***** Exercise text *****

Friday, October 30, 2020

31 Days of Halloween: The Mortuary Collection

 2019, Ryan Spindell (a bunch of shorts) -- download

Of note, we missed a couple of nights, as we binge-rewatched The Mandalorian. Meh, its not like there are rules.

Because Clancy Brown.

The Mortuary Collection is a pseudo anthology horror movie, taking the same theme as Scare Me by having two characters tell each other stories. High on the hill above the who-knows-when (they say the 80s, but it felt... older) town is the Raven's End Mortuary. The opening setup of this movie is downright beautiful, great camera work and colours and CGI, creating quite the mystical spot. A young lady named Sam shows up at the door of the mortuary to take mortician Montgomery Dark up on the "help wanted" sign. He's typically creepy, more well-embalmed zombie than man, all massive Clancy Brown intimidation factor. He believes that mortuaries are more about the stories of the people who go through their doors, than the deaths themselves. And to vet Sam, he puts her through a story telling game.

The stories are cute, period set pieces, weird and fun. A young woman gets eaten by a Cthulhu-ian octopus in the medicine cabinet, a frat boy gets pregnant (yes, he gets pregnant) after refusing to wear a condom, a man dedicated to taking care of his comatose wife utterly fails in trying to get rid of her, and finally, Sam's tale herself, about the kid she was babysitting, who happens to be Montgomery's latest "client". Each story has its gore, its jumps, lots of bloody practical effects and tongue in cheek interactions. Nothing was all that novel, again just being the kinds of stories that emerged from horror comic books in the 70s but everything was well done and easily digested.

***** Data provided *****

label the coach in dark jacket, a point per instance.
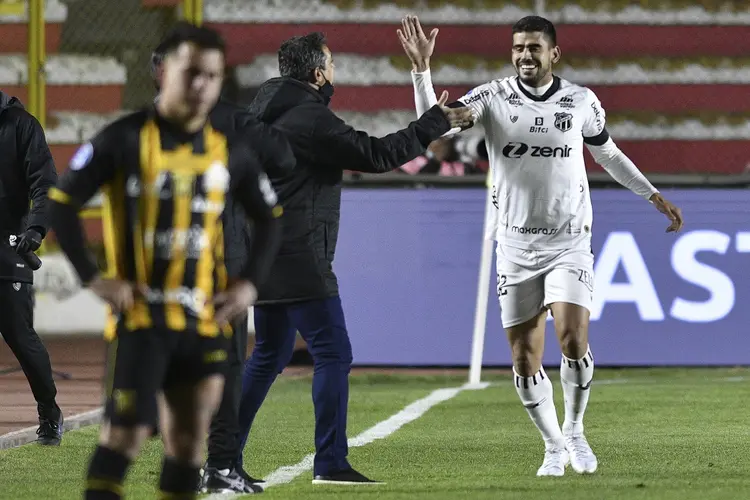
(26, 174)
(302, 292)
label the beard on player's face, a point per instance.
(532, 71)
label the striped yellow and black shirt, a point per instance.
(164, 194)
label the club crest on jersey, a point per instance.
(563, 121)
(566, 102)
(216, 178)
(514, 100)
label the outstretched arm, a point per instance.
(419, 48)
(620, 167)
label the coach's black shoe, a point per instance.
(50, 431)
(346, 478)
(226, 481)
(247, 477)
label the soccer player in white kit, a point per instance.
(535, 127)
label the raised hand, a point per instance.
(235, 301)
(666, 207)
(119, 294)
(417, 46)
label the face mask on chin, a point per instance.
(326, 90)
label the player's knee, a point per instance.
(527, 365)
(186, 446)
(573, 339)
(125, 440)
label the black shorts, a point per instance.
(149, 361)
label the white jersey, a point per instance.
(535, 146)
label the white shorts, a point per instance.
(528, 281)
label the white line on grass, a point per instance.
(28, 435)
(381, 430)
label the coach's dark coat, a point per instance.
(324, 147)
(275, 156)
(27, 171)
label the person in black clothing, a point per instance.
(26, 174)
(221, 473)
(168, 176)
(302, 291)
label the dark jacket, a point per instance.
(27, 171)
(274, 154)
(324, 146)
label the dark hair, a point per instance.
(157, 56)
(183, 31)
(536, 24)
(301, 55)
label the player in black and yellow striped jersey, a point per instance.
(166, 177)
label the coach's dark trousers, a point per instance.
(17, 329)
(223, 437)
(321, 323)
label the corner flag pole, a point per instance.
(483, 290)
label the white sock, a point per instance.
(576, 376)
(536, 394)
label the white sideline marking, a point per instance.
(28, 435)
(381, 430)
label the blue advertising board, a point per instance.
(408, 264)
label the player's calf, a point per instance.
(190, 409)
(117, 448)
(576, 374)
(535, 390)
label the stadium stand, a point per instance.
(671, 77)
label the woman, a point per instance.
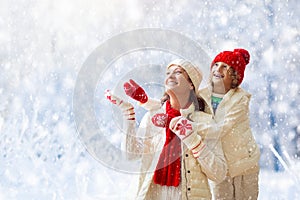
(175, 160)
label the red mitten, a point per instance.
(160, 119)
(126, 107)
(135, 91)
(186, 130)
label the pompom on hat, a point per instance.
(237, 59)
(193, 71)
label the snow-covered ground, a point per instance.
(44, 46)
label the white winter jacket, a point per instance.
(231, 124)
(147, 142)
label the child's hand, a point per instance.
(160, 120)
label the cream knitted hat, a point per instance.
(192, 70)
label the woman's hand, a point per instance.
(186, 130)
(135, 91)
(126, 107)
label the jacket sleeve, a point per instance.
(212, 160)
(141, 140)
(215, 128)
(209, 154)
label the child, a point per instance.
(227, 117)
(229, 106)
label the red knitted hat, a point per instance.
(238, 59)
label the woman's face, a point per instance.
(177, 80)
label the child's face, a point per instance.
(220, 76)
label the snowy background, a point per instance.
(43, 45)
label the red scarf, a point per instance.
(168, 168)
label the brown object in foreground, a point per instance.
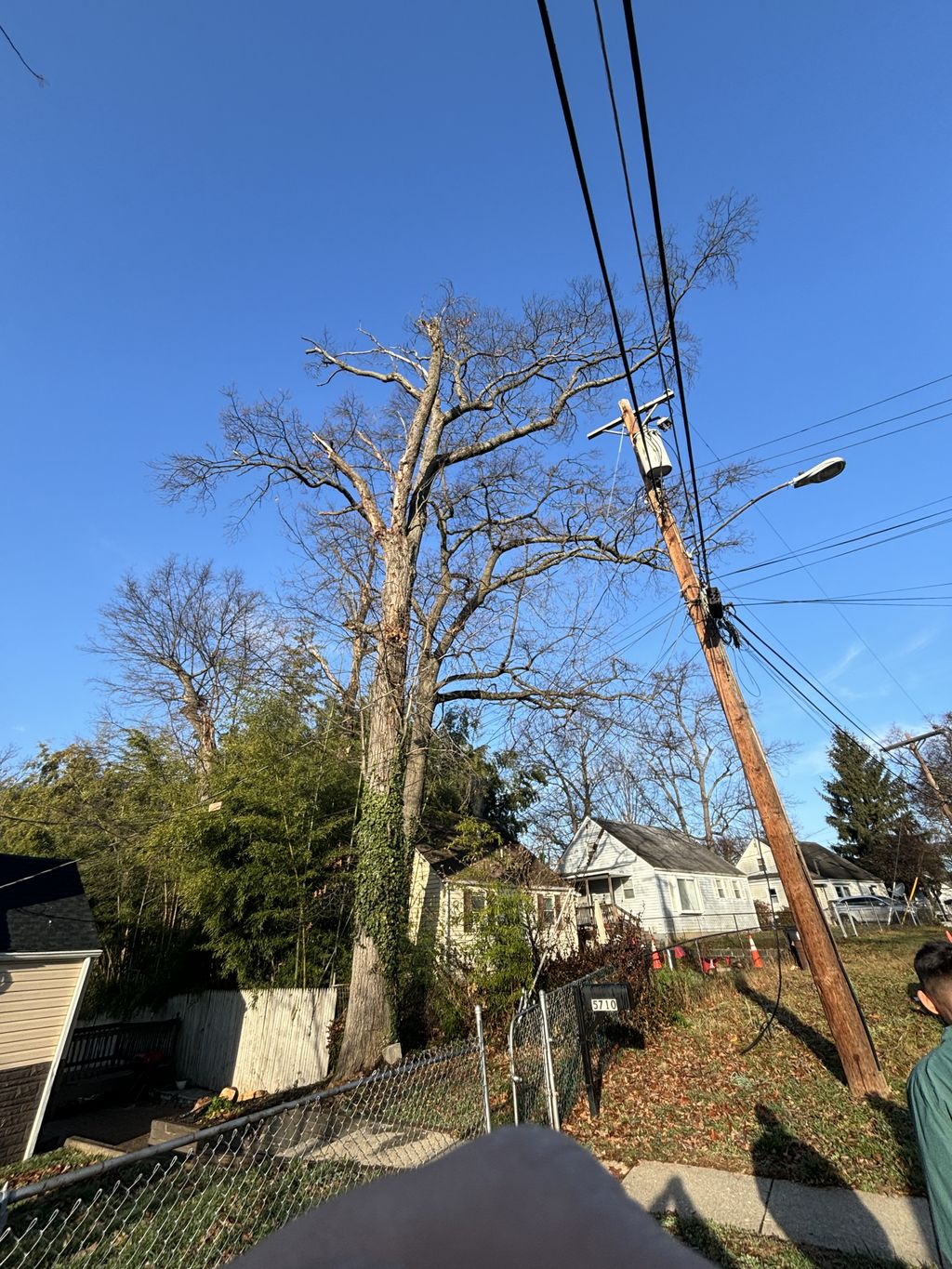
(843, 1014)
(521, 1196)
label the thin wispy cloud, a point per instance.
(852, 653)
(919, 641)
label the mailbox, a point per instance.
(605, 998)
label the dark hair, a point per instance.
(933, 963)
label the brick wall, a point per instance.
(20, 1088)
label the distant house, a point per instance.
(671, 883)
(450, 889)
(47, 945)
(833, 876)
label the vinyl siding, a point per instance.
(610, 866)
(827, 890)
(34, 1004)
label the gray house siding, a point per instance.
(668, 901)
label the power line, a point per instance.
(855, 444)
(809, 679)
(35, 75)
(848, 414)
(882, 601)
(840, 555)
(589, 208)
(833, 543)
(666, 279)
(813, 683)
(649, 302)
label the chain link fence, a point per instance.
(546, 1051)
(208, 1196)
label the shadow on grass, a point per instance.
(795, 1212)
(691, 1229)
(819, 1045)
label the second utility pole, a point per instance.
(840, 1004)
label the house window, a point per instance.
(549, 909)
(688, 895)
(473, 907)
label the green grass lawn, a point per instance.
(737, 1249)
(692, 1095)
(41, 1167)
(202, 1212)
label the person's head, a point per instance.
(933, 965)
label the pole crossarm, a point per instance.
(840, 1007)
(913, 743)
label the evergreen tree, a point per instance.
(866, 802)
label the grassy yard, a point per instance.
(694, 1097)
(737, 1249)
(41, 1167)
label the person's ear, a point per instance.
(927, 1001)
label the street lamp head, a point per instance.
(826, 469)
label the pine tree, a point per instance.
(866, 802)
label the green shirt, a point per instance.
(931, 1102)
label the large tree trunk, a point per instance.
(382, 879)
(419, 747)
(369, 1015)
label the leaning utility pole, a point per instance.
(847, 1024)
(913, 743)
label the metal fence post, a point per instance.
(483, 1077)
(548, 1064)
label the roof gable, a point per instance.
(826, 865)
(667, 849)
(44, 906)
(820, 862)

*****

• [Tasks to complete]:
A - Can you sum up the movie review in two sentences?
B - Does the movie review agree with each of these statements? Answer yes or no for each, quoting the words that decide it.
(i) The review accepts that the town is set in the 80s.
(ii) Montgomery Dark sees mortuaries as more about the stories of the people than the deaths.
(iii) The review finds the stories highly original.
The material has nothing to do with the movie review.

• [Task-by-task results]:
A - The Mortuary Collection is a pseudo anthology horror movie in which mortician Montgomery Dark vets Sam, a young woman answering his "help wanted" sign, by putting her through a storytelling game. Its stories are weird, fun period set pieces with gore, jumps and bloody practical effects, and although nothing is all that novel, everything is well done and easily digested.

B -
(i) No: "they say the 80s, but it felt... older"
(ii) Yes: "He believes that mortuaries are more about the stories of the people who go through their doors, than the deaths themselves."
(iii) No: "Nothing was all that novel"